Mais les plus petites vont pour leur part être entrainées dans la bouffée d’air exhalé qui, si l’atmosphère environnante est plus froide, va s’élever dans une sorte d’effet « montgolfière ». Dans ce mouvement des gouttelettes de taille intermédiaire, elles aussi entrainées, vont très rapidement perdre leur eau par évaporation, donnant naissance à des particules nettement plus petites contenant, entre autres matières, beaucoup de virus (noyaux secs). Pour des raisons de mécanique des fluides basiques, les petites particules ne tombent pratiquement pas à terre et reste suspendues dans l’air ambiant presque indéfiniment. Ainsi se créé un « aérosol viral ».
Dans toutes les structures fermées, et en cas de chauffage ou de climatisation par ventilation, l’air est le plus souvent recirculé pour des questions d’économie d’énergie. Cela, même si une partie d’air frais est toujours admise pour raison sanitaire. Et cette recirculation peut conduire à des contaminations massives à la suite de l’inhalation d’aérosol viral. Le danger de contamination « aérosols » se situe donc essentiellement en atmosphère intérieure ou la concentration de particules infectantes dans l’air recirculé peut atteindre des valeurs suffisantes pour avoir un pouvoir de contamination élevé. Il est d’ailleurs admis que le risque est plus ou moins proportionnel à la quantité de virus à laquelle on a été exposé, donc à la concentration de particule virale d’une part et au temps d’exposition d’autre part, qui sera élevé pour un employé travaillant plusieurs heures par jour dans un même local contaminé.

- - -

▶ Consignes
[1] Répondez à ces questions d'après le texte sur les aérosols viraux.
(a) Que deviennent les gouttelettes de taille intermédiaire entraînées dans le mouvement de l'air exhalé ?
(b) Pour quelle raison l'air est-il le plus souvent recirculé dans les structures fermées ?
(c) À quoi le risque de contamination est-il plus ou moins proportionnel ?
[2] Traduisez en anglais cette phrase du texte sur les aérosols viraux : « Dans toutes les structures fermées, et en cas de chauffage ou de climatisation par ventilation, l'air est le plus souvent recirculé pour des questions d'économie d'énergie. »
[3] Poursuivez le texte sur les aérosols viraux à partir de sa dernière phrase.
Les lignes fournies n'ont aucun rôle à jouer ici.

- - -

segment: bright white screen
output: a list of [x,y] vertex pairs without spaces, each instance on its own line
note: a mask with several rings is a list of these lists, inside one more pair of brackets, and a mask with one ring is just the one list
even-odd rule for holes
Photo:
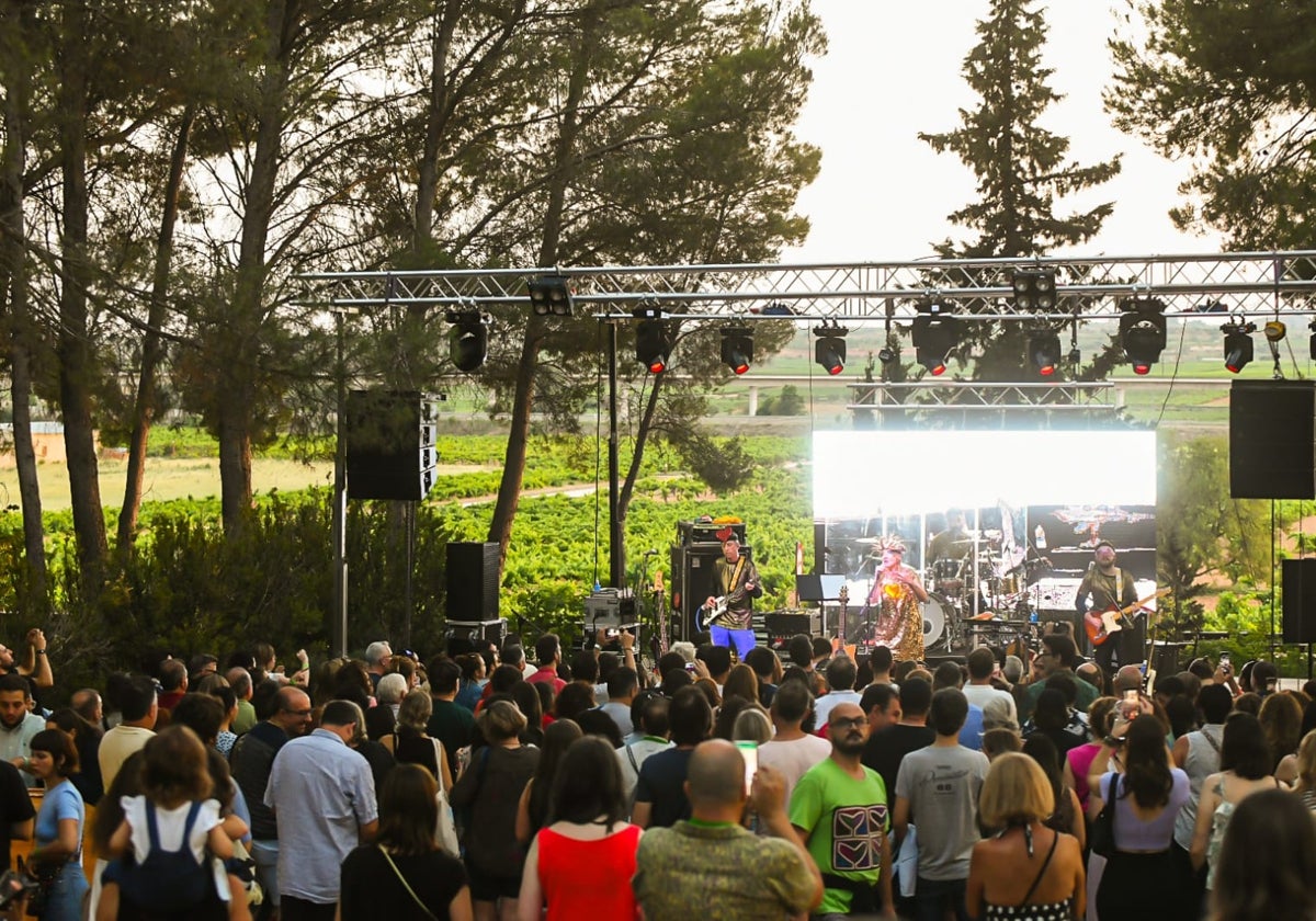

- - -

▶ Réponses par consigne
[1]
(a) Elles perdent très rapidement leur eau par évaporation et donnent naissance à des particules nettement plus petites, les noyaux secs, qui contiennent beaucoup de virus.
(b) Pour des questions d'économie d'énergie.
(c) À la quantité de virus à laquelle on a été exposé, donc à la concentration de particule virale et au temps d'exposition.

[2] In all enclosed structures, and where heating or air conditioning is provided by ventilation, the air is most often recirculated for reasons of energy saving.

[3]
Sans être un spécialiste des abattoirs un simple coup d’œil sur le web montre que ceux-ci utilisent de puissant moyen de réfrigération ventilé comme le dispositif vu sur la figure suivante.
En effet après abattage, dépouillage et éviscération les carcasses sont stockées en chambre froide ou de puissants jets d’air froid (voir figure) les portent en quelques heures à des températures proche de zéro (3° C par exemple). Elles sont ensuite introduites dans l’atelier de découpe qui emploie une main d’œuvre assez nombreuse et ou la réglementation impose une température ne dépassant pas 12° C. Donc dès que la température extérieure augmente la climatisation s’impose et il est d’ailleurs spécifié dans les conseils ergonomiques pour les salles de découpe de ne pas diriger directement l’air froid sur les employés.
En conclusion Il semble plus que probable que les contaminations en abattoirs passent par la voie « aérosols » du fait du froid ventilé utilisé pour respecter les normes sanitaires de température.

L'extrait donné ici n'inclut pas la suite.